- Actions to take
A: Please answer these questions from the earnings call remarks, one line each, marked (i), (ii), (iii):
(i) What were PPL's second quarter GAAP earnings per share?
(ii) What per-share amount of special items was recorded during the second quarter of 2025?
(iii) In which quarter last year was additional tree trimming done?
B: For each statement below, marked (i), (ii), (iii), say yes or no to whether it agrees with the earnings call remarks, and quote the words that decide it.
(i) Second quarter earnings from ongoing operations rose compared to Q2 2024.
(ii) Most of the planned tree trimming budget was spent during the spring of this year.
(iii) The business plan assumes weaker growth in the second half of the year.
C: Give the earnings call remarks again, starting with "Joseph P. Bergstein: Thank" and going on through "about $0.01 each.", renaming "Rhode Island" as "Massachusetts".

- Passage to read
Joseph P. Bergstein: Thank you, Vince, and good morning, everyone. Let’s turn to Slide 12. PPL’s second quarter GAAP earnings were $0.25 per share compared to $0.26 per share in Q2 2024. We recorded special items of $0.07 per share during the second quarter of 2025, primarily due to IT transformation costs and certain costs related to the Rhode Island integration. Adjusting for these special items, second quarter earnings from ongoing operations were $0.32 per share, a $0.06 per share decrease compared to Q2 2024. The decline was primarily due to several anticipated factors including the timing of certain operating costs and true-ups of about $0.03 as well as favorable weather in Q2 2024 and higher interest expense, which were about $0.01 each.

As Vince mentioned in his remarks, our business plan assumes stronger growth in the second half of the year, stemming from higher return on capital investments via formula rates, rider mechanisms and AFUDC as well as lower O&M. On the O&M front, this is due to the execution of our cost-saving initiatives and the timing of certain expenses like tree trimming costs. You may recall that we invested in additional tree trimming in the fourth quarter last year in preparation for the winter. We also incurred the bulk of our planned tree trimming budget during the spring of this year to better prepare for the summer thunderstorm season. So the timing of our tree trimming costs alone are a notable driver of the timing of our earnings growth for 2025 versus 2024.

- Supplied material
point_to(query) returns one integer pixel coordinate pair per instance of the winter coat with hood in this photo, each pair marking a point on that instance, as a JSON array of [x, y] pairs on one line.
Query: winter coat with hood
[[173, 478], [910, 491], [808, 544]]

- Written responses
A:
(i) $0.25 per share
(ii) $0.07 per share
(iii) The fourth quarter

B:
(i) No: "a $0.06 per share decrease compared to Q2 2024"
(ii) Yes: "We also incurred the bulk of our planned tree trimming budget during the spring of this year"
(iii) No: "our business plan assumes stronger growth in the second half of the year"

C:
Joseph P. Bergstein: Thank you, Vince, and good morning, everyone. Let’s turn to Slide 12. PPL’s second quarter GAAP earnings were $0.25 per share compared to $0.26 per share in Q2 2024. We recorded special items of $0.07 per share during the second quarter of 2025, primarily due to IT transformation costs and certain costs related to the Massachusetts integration. Adjusting for these special items, second quarter earnings from ongoing operations were $0.32 per share, a $0.06 per share decrease compared to Q2 2024. The decline was primarily due to several anticipated factors including the timing of certain operating costs and true-ups of about $0.03 as well as favorable weather in Q2 2024 and higher interest expense, which were about $0.01 each.